▶ [The tasks]:
(A) Name every component that the lighting device passage says a first group or second group solid state light emitter comprises.
(B) Answer yes or no for each statement according to the lighting device passage, and quote the words of the passage that decide it.
(i) Each first group solid state light source emits light with a peak wavelength from about 400 nm to about 459 nm.
(ii) Each second group solid state light source emits light with a peak wavelength from about 400 nm to about 459 nm.
(iii) Some light from the first group of emitters mixes with some light from the second group.
(C) Transcribe the lighting device passage word for word, beginning at "each second group solid state light source, when" and stopping after "state light emitters.".

## start Quoted passage

In accordance with a first aspect of the present invention, there is provided a lighting device comprising:

a first group of solid state light emitters; and

a second group of solid state light emitters,

wherein:

the first group of solid state light emitters comprises at least one first group solid state light emitter,

each first group solid state light emitter comprises at least one first group solid state light source and at least one first group luminescent material,

each first group solid state light source, when supplied with electricity, emits light having a peak wavelength in a range of from about 400 nm to about 459 nm,

the second group of solid state light emitters comprises at least one second group solid state light emitter,

each second group solid state light emitter comprises at least one second group solid state light source and at least one second group luminescent material,

each second group solid state light source, when supplied with electricity, emits light having a peak wavelength in a range of from about 460 nm to about 510 nm, and

upon supplying electricity to the first group of solid state light emitters and to the second group of solid state light emitters, at least some light emitted from the first group of solid state light emitters mixes with at least some light emitted from the second group of solid state light emitters.

## end Quoted passage
## start Listing

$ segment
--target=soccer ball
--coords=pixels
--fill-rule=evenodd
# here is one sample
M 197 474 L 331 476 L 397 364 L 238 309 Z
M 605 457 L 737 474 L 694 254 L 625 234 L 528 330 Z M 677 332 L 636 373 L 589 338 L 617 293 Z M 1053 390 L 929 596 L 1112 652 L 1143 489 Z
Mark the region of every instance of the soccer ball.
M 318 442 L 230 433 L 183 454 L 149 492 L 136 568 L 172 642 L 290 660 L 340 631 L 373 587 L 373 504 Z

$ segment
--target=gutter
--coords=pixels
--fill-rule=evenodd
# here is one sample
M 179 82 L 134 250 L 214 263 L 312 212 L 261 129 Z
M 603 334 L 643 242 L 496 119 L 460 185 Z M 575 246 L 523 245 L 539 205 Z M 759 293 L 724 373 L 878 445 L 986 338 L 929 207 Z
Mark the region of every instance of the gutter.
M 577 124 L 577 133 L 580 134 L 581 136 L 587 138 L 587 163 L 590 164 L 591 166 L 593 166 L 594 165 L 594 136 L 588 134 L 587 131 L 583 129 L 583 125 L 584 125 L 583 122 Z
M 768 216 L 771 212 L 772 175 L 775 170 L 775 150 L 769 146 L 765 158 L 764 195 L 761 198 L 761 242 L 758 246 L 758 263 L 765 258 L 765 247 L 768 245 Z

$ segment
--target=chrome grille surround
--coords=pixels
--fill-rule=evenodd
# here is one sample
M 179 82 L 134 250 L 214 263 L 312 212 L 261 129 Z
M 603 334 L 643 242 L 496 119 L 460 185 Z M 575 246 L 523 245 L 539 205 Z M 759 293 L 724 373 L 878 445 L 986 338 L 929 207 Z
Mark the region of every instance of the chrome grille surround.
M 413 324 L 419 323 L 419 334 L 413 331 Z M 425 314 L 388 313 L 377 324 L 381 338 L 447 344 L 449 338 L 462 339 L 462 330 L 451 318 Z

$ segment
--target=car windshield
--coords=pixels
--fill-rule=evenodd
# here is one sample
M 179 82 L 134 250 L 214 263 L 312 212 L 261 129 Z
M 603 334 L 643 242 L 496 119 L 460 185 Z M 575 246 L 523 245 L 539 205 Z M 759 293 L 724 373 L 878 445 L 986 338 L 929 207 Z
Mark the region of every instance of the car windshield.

## end Listing

▶ [Answers to each task]:
(A)
- First group solid state light source
- First group luminescent material
- Second group solid state light source
- Second group luminescent material

(B)
(i) Yes: "each first group solid state light source, when supplied with electricity, emits light having a peak wavelength in a range of from about 400 nm to about 459 nm"
(ii) No: "each second group solid state light source, when supplied with electricity, emits light having a peak wavelength in a range of from about 460 nm to about 510 nm"
(iii) Yes: "at least some light emitted from the first group of solid state light emitters mixes with at least some light emitted from the second group of solid state light emitters"

(C)
each second group solid state light source, when supplied with electricity, emits light having a peak wavelength in a range of from about 460 nm to about 510 nm, and

upon supplying electricity to the first group of solid state light emitters and to the second group of solid state light emitters, at least some light emitted from the first group of solid state light emitters mixes with at least some light emitted from the second group of solid state light emitters.